#### Problem statement
Those lines of the data that hold the word "below" are to be copied out.

#### Recorded information
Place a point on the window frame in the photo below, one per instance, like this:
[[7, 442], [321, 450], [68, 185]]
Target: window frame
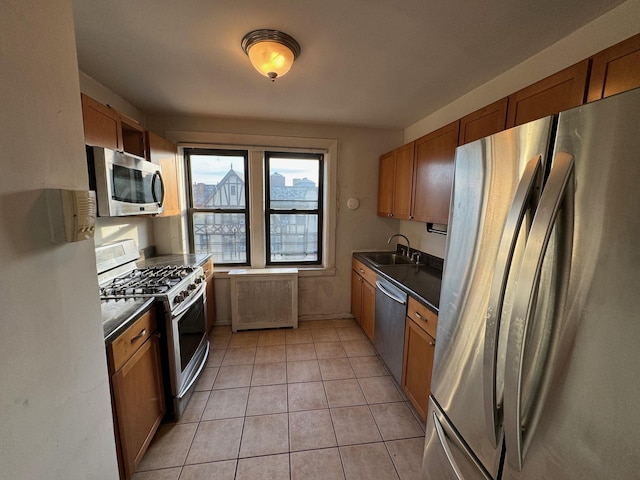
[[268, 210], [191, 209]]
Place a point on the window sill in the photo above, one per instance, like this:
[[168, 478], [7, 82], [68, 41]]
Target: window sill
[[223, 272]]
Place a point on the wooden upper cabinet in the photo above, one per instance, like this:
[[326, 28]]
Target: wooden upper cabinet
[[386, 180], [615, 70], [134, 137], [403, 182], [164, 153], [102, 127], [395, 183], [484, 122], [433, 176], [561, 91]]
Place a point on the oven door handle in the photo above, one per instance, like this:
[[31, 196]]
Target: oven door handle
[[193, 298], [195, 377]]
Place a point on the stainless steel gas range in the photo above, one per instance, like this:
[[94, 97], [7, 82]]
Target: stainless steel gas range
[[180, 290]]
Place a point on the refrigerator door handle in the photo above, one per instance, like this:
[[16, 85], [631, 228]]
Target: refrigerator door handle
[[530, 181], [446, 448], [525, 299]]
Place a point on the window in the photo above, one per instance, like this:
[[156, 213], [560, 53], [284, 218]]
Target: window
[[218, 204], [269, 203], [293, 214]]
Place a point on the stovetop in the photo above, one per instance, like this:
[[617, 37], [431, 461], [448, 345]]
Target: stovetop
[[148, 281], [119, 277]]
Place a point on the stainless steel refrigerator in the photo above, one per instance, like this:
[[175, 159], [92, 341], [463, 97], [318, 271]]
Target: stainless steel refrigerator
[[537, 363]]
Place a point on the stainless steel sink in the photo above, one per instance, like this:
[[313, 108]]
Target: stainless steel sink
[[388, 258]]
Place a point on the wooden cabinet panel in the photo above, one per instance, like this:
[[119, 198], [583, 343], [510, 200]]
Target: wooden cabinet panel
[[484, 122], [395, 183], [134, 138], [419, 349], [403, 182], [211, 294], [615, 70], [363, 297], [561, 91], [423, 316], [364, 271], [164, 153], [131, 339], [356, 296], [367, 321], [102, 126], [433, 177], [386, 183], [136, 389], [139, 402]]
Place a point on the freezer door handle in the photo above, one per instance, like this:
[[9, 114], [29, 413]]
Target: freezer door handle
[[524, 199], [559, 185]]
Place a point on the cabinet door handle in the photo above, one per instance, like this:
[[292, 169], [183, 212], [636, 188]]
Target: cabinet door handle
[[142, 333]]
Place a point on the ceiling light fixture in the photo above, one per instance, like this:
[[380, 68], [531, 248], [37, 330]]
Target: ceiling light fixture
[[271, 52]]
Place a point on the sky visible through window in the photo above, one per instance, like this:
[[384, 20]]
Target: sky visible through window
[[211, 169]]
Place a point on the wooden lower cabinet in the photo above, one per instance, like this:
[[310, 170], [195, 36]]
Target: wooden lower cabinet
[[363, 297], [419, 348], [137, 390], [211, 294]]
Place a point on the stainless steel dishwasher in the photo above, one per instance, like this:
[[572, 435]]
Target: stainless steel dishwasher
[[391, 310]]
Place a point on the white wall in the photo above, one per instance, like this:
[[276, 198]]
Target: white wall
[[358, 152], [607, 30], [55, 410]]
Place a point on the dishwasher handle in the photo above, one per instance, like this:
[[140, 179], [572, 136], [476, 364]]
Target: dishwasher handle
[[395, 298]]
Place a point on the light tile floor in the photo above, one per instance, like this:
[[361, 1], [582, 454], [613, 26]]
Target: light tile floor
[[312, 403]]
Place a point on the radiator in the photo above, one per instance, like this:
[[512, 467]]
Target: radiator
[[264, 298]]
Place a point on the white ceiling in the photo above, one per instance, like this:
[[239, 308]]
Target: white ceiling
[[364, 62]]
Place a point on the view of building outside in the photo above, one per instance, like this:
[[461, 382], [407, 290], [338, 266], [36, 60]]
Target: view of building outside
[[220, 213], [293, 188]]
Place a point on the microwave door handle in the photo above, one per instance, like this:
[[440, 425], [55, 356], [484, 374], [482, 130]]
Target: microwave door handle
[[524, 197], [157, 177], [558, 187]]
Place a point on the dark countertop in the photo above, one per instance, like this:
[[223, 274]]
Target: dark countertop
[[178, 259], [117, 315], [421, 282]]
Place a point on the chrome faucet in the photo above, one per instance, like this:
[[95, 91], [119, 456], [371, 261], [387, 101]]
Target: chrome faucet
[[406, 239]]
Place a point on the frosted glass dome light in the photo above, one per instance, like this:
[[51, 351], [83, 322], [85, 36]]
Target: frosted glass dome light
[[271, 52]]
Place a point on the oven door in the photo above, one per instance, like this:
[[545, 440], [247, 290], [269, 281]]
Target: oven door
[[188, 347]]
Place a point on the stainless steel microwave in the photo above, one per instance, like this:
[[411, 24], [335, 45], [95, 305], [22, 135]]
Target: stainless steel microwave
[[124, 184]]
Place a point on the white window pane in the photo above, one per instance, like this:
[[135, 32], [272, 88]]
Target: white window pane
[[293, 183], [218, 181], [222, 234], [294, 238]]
--
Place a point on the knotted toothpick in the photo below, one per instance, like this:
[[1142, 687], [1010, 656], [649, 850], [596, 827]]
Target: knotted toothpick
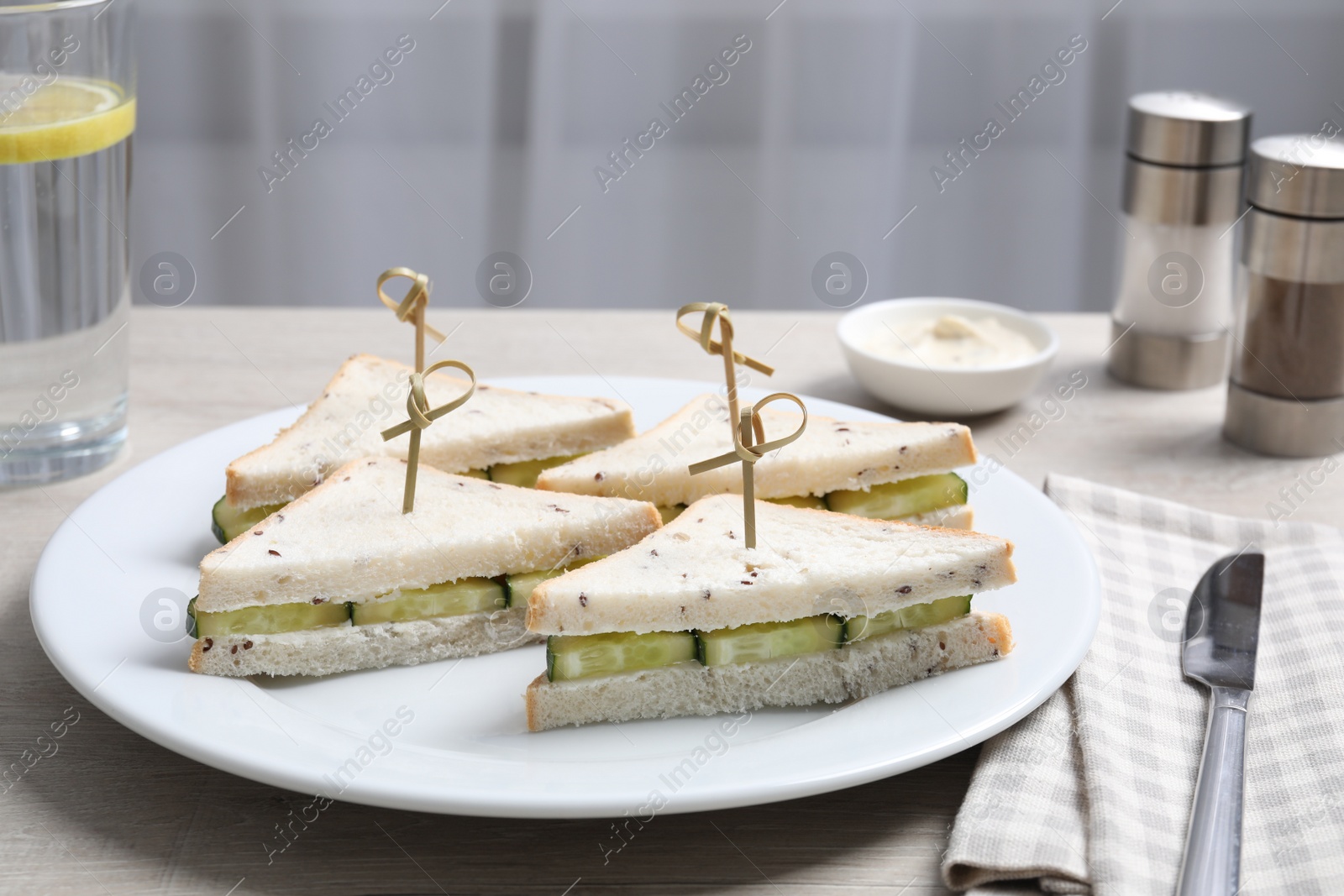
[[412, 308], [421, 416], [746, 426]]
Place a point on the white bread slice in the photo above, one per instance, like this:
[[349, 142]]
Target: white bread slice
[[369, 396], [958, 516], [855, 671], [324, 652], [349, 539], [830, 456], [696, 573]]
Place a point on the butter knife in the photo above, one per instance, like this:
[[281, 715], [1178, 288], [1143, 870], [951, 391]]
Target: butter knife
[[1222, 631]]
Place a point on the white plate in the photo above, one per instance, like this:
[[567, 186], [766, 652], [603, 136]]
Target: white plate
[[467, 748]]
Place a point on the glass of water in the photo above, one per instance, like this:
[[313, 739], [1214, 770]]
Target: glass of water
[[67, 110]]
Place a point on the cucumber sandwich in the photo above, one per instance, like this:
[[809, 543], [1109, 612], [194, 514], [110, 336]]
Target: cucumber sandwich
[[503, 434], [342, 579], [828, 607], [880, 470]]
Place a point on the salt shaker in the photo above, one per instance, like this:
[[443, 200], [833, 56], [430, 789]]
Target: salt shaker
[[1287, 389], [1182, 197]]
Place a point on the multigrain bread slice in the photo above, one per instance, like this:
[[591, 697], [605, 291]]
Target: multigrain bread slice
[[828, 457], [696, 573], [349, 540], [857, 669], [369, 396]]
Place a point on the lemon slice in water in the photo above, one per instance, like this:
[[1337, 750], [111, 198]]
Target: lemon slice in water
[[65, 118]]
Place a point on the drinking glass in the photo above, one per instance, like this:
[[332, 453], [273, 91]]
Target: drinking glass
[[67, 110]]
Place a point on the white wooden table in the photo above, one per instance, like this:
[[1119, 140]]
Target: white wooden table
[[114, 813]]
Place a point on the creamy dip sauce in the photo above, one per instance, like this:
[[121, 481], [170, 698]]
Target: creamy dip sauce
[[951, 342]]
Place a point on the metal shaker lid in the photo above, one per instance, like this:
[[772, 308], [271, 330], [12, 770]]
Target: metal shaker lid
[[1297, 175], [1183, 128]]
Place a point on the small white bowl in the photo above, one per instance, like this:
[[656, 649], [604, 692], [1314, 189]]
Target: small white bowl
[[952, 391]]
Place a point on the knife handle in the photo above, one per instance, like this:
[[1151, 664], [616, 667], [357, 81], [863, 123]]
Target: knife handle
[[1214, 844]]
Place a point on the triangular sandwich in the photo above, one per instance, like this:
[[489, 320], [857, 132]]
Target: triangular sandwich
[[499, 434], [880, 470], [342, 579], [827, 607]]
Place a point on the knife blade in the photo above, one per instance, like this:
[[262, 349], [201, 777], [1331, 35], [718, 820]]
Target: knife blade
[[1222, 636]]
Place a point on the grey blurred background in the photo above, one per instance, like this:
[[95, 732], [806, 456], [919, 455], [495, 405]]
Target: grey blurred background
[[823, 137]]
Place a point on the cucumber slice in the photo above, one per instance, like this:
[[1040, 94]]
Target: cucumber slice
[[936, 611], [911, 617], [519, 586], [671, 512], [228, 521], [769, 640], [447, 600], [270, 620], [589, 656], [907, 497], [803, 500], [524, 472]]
---
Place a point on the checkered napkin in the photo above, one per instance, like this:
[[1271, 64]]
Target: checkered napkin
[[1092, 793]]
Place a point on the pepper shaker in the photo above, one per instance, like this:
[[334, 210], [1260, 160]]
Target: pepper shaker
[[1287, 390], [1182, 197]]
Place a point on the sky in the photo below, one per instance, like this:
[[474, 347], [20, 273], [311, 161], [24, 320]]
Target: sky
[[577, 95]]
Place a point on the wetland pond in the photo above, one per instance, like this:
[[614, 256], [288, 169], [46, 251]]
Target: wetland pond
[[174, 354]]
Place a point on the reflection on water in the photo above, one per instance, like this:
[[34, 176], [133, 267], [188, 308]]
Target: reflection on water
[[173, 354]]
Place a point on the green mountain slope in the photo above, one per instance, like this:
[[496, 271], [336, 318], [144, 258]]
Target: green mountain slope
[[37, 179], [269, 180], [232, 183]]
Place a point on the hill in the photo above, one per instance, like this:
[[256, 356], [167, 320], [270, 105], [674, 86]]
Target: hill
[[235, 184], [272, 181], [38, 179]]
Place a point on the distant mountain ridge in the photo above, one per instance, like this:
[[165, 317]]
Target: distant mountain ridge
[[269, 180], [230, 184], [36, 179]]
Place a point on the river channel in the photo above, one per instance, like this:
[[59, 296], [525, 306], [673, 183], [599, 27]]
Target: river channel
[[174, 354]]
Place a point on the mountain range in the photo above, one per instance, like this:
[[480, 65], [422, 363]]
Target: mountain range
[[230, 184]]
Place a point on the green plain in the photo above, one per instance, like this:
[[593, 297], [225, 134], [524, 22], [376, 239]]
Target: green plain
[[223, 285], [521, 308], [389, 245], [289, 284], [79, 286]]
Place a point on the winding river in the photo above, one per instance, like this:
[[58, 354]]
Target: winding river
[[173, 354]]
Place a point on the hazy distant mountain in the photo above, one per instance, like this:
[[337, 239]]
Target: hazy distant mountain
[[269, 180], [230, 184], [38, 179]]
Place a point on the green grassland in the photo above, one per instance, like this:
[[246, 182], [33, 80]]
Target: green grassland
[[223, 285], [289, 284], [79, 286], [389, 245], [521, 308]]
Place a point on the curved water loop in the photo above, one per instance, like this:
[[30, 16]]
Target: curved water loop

#### Task solution
Place a point on the window frame in the photo below, one per instance, like this:
Place a point on the knotted toothpick in the photo below, one per instance, like this:
Place a point on the sky in the photo below, one per instance, like this:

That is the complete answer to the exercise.